Pasaje:
----
No cabe duda de que en el Decamerón el efecto de la narración suspende momentáneamente el temor que produce la epidemia. Es un antídoto —me atrevo a decir— contra la adversidad que se cierne sobre los hombres, recordándoles de paso su condición finita y contingente; pero también otorga la posibilidad de contar la historia narrada que dice el quién de la acción (Bárcena y Mèlich, 2014:101). Bocaccio nos enseña que todo encuentro debe partir de la escucha, es decir, del reconocimiento de la voz del otro que se teje con la voz propia. Por tanto, primero, debo escuchar para ejercer el pensamiento. Luego, escuchar para intentar romper el lenguaje y así abrirlo a nuevos significados.


Se ha abierto una puerta que no debemos cerrar de golpe con el sopor de la rutina del Netflix, las redes sociales, los juegos de vídeo o el simple ocio. Todo lo contrario, debemos acercarnos a la experiencia narrativa. Me imagino que podemos recuperar, incluso, aquello que muchos no han tenido, me refiero a aquella palabra narrada que bien tejida puede —incluso— suspender la angustia que produce la presencia de una epidemia que, siendo mortal, puede pasar a la historia, no por la cantidad de muertes provocadas, sino por los efectos secundarios en la economía global, en la demostrada fragilidad de la fronteras (siempre impuestas por los propios hombres), en los precarios sistemas de salud, en lo voraz del ser humano que piensa sólo en su beneficio y supervivencia ante una crisis; pero sobre todo, en el llamado a detenernos en la época más veloz y superficial en la historia de la humanidad.


Ojalá surja el deseo de expresarnos narrativamente en un país en el que no nos escuchamos desde hace mucho tiempo. Creo, en este sentido, que el Acuerdo de paz y eso que con ilusión mal llamamos posconflicto, nos recordó lo incapaces que aún somos cuando se trata de abrirnos al otro, a lo otro. Reunámonos en las salas, en los patios, aprovechemos las maravillosos puestas de sol que por estos días tenemos para escuchar las vidas narradas, las vidas-con-sentido, los relatos simbólicos, las experiencias, la existencia, la salida de sí mismo hacia lo otro, hacia el otro (Mèlich, 2012:31). El tiempo de la escucha y el silencio ha llegado. No perdamos la posibilidad de acercarnos a aquellas narrativas que, paradójicamente, duermen al lado, en nuestra cama, comparten nuestro jabón, la cuchara, pero no obstante jamás les otorgamos reconocimiento. Al hacerlo, recuperamos al narrador que estará presente, ahora sí, entre nosotros, como algo vivo y “real”.
----
Tareas:
**1)** Explica en una a tres oraciones por qué, según el pasaje, hay que escuchar primero.
**2)** ¿Qué suspende momentáneamente el efecto de la narración en el Decamerón, según el pasaje?

Datos proporcionados:
----
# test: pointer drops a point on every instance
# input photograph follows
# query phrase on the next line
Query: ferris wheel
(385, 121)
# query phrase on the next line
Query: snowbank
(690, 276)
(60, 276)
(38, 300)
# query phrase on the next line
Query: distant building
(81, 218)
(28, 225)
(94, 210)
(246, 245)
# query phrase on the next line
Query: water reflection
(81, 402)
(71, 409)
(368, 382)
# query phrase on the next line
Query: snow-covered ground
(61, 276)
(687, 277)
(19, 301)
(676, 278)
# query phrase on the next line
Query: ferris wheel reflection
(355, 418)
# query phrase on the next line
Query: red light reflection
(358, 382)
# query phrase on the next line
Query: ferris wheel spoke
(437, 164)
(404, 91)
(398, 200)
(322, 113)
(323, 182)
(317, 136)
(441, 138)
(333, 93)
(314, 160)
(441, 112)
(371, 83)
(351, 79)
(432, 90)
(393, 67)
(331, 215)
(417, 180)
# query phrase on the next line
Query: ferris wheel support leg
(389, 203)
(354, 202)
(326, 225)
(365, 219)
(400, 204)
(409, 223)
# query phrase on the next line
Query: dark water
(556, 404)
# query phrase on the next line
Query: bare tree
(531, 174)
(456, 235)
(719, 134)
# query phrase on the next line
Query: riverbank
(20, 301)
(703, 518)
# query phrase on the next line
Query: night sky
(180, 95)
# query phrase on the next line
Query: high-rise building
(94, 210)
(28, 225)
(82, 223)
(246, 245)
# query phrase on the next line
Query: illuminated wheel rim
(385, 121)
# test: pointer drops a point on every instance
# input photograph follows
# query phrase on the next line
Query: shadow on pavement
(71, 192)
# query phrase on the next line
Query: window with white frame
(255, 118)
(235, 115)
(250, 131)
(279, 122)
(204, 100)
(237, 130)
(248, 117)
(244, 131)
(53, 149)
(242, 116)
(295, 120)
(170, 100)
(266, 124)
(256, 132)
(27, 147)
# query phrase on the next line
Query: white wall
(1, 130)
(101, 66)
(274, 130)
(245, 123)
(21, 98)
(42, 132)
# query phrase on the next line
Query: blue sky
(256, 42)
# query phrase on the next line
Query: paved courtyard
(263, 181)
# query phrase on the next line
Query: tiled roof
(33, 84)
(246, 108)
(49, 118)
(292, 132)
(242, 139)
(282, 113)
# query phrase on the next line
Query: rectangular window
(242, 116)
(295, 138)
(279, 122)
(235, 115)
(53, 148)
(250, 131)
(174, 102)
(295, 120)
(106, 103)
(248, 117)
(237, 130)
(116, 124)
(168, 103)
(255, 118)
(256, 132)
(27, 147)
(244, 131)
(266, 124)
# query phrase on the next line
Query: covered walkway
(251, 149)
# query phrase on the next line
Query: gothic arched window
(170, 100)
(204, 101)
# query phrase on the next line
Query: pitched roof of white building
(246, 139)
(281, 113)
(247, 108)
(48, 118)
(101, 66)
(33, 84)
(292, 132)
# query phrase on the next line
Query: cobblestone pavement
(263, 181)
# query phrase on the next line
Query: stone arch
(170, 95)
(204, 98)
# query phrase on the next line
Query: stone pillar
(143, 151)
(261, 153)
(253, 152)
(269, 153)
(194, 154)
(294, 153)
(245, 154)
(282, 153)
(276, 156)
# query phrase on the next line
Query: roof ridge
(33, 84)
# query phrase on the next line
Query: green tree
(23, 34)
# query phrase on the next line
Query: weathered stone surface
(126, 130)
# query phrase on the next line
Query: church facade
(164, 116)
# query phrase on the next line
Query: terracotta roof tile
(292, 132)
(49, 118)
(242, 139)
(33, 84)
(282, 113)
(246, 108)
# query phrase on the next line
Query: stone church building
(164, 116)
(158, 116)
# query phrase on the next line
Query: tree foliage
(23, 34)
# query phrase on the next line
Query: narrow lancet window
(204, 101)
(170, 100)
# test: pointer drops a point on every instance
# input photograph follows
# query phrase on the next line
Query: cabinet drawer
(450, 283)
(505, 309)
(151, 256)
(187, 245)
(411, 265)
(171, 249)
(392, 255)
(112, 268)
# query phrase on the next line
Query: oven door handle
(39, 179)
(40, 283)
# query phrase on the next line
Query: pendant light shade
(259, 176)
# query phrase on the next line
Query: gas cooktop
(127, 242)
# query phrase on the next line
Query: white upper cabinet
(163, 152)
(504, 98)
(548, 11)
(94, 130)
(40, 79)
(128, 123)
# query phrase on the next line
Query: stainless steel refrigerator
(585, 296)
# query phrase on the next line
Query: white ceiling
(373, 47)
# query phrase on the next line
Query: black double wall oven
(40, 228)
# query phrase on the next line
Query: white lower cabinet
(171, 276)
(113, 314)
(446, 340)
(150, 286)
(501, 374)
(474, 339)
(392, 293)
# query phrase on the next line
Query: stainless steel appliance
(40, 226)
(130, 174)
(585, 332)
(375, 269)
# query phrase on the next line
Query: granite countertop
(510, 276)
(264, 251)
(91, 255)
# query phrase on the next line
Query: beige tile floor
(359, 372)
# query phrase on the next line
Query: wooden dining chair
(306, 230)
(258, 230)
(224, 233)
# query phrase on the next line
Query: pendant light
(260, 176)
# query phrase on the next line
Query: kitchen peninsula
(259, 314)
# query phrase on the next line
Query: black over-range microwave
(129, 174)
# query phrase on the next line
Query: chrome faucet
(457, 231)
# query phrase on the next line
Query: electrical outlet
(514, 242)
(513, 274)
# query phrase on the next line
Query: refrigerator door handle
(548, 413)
----
Respuestas en orden:
**1)** Según el pasaje, Bocaccio enseña que todo encuentro debe partir de la escucha, es decir, del reconocimiento de la voz del otro, que se teje con la voz propia. Por eso primero se escucha para ejercer el pensamiento. Luego se escucha para intentar romper el lenguaje y abrirlo a nuevos significados.

**2)** El temor que produce la epidemia.